Reading passage:
◆ ◆ ◆ ◆ ◆

Wait = Min(Cap, Base * 2^Attempt) + Random_Jitter

Where:

  • Base: Initial delay (typically 1 second)
  • Attempt: Current retry attempt number (0-indexed)
  • Cap: Maximum delay ceiling (typically 30-60 seconds)
  • Random_Jitter: Random value between 0-1 seconds to prevent thundering herd

Backoff Progression Example

| Attempt | Base Calculation | Actual Delay (with jitter) | Cumulative Time | |---------|-----------------|---------------------------|-----------------| | 0 | 1 * 2^0 = 1s | 1.0s - 2.0s | 1-2s | | 1 | 1 * 2^1 = 2s | 2.0s - 3.0s | 3-5s | | 2 | 1 * 2^2 = 4s | 4.0s - 5.0s | 7-10s | | 3 | 1 * 2^3 = 8s | 8.0s - 9.0s | 15-19s | | 4 | 1 * 2^4 = 16s | 16.0s - 17.0s | 31-36s | | 5 | 1 * 2^5 = 32s | 30.0s (capped) + jitter | 61-67s |

Jitter Purpose

Randomized jitter prevents the "thundering herd" problem where multiple failed requests all retry simultaneously, causing another spike that overwhelms the recovering server. By adding randomness, retries are naturally staggered.

Sources: docs/V3_COMPLETE_GUIDE.md:162-164, RELEASE_SUMMARY.md:12


Circuit Breaker Pattern

The circuit breaker prevents cascading failures by temporarily blocking requests to a failing service, allowing it time to recover without being bombarded with additional requests.

◆ ◆ ◆ ◆ ◆

Supplied data:
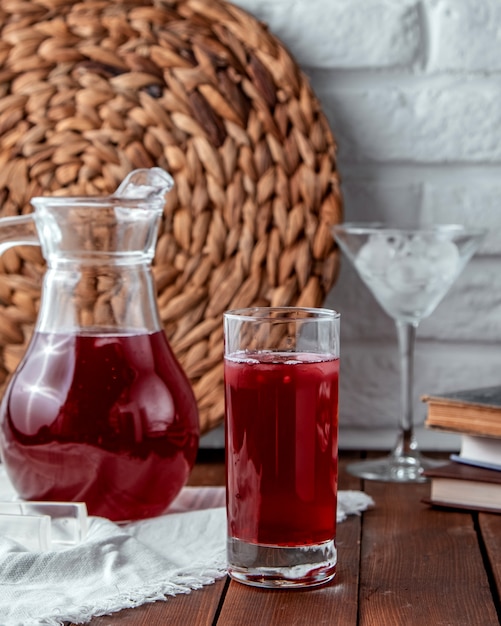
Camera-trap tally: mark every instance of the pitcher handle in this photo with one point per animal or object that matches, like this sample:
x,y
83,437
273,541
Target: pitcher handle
x,y
19,230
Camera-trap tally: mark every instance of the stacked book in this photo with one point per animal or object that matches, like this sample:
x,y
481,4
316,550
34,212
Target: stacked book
x,y
472,478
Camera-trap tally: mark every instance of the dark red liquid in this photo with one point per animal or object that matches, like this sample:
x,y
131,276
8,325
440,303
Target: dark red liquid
x,y
281,446
108,420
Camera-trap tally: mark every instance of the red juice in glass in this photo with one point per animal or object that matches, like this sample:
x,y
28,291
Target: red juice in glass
x,y
106,419
281,442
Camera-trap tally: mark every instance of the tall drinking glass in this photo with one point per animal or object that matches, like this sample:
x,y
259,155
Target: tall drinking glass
x,y
281,393
408,271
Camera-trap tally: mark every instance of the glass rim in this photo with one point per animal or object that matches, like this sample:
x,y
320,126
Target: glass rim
x,y
383,227
283,313
72,202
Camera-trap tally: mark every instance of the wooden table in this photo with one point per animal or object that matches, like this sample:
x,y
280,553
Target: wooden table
x,y
401,563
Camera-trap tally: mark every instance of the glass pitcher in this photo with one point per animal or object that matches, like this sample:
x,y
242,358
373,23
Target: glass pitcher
x,y
99,409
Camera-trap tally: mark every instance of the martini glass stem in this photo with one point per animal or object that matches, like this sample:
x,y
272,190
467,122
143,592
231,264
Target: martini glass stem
x,y
406,443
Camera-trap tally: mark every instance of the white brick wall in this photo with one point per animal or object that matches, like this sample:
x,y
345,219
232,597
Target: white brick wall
x,y
413,93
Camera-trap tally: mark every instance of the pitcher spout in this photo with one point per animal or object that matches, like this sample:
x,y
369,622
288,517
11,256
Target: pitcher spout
x,y
148,184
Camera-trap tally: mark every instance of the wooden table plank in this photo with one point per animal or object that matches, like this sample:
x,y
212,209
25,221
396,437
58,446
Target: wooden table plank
x,y
490,527
420,565
336,603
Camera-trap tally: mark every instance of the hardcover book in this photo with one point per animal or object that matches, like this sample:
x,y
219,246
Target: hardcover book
x,y
470,411
459,485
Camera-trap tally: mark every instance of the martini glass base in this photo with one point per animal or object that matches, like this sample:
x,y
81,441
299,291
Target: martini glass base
x,y
395,469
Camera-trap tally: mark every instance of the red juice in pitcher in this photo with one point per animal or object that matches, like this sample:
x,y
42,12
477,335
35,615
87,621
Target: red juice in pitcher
x,y
281,434
106,419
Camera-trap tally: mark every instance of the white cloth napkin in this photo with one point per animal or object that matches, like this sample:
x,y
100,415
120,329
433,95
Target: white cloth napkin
x,y
118,567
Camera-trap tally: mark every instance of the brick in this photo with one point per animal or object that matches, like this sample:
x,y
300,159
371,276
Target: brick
x,y
421,122
464,36
344,34
473,202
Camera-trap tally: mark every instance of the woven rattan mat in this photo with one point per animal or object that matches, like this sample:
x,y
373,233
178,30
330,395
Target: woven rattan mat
x,y
90,90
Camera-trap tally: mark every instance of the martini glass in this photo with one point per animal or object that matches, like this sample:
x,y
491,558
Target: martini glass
x,y
408,271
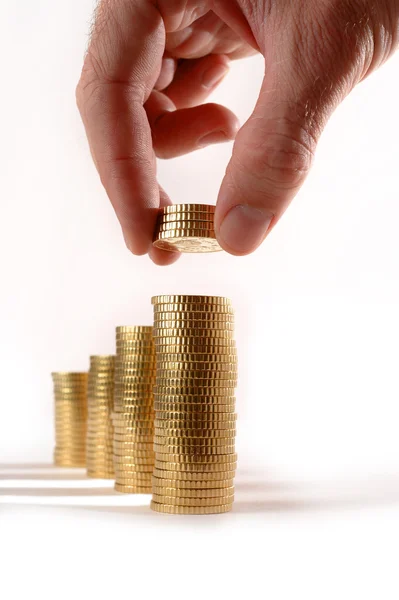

◆ ◆ ◆ ◆ ◆

Written problem 1: Transcribe the retry backoff text, starting at "Backoff Progression Example" and ending at "are naturally staggered.".
Written problem 2: In the retry backoff text, what range does the random jitter value fall within?
The records aren't needed here.

Problem solution 1:
Backoff Progression Example

| Attempt | Base Calculation | Actual Delay (with jitter) | Cumulative Time | |---------|-----------------|---------------------------|-----------------| | 0 | 1 * 2^0 = 1s | 1.0s - 2.0s | 1-2s | | 1 | 1 * 2^1 = 2s | 2.0s - 3.0s | 3-5s | | 2 | 1 * 2^2 = 4s | 4.0s - 5.0s | 7-10s | | 3 | 1 * 2^3 = 8s | 8.0s - 9.0s | 15-19s | | 4 | 1 * 2^4 = 16s | 16.0s - 17.0s | 31-36s | | 5 | 1 * 2^5 = 32s | 30.0s (capped) + jitter | 61-67s |

Jitter Purpose

Randomized jitter prevents the "thundering herd" problem where multiple failed requests all retry simultaneously, causing another spike that overwhelms the recovering server. By adding randomness, retries are naturally staggered.

Problem solution 2: Between 0 and 1 seconds.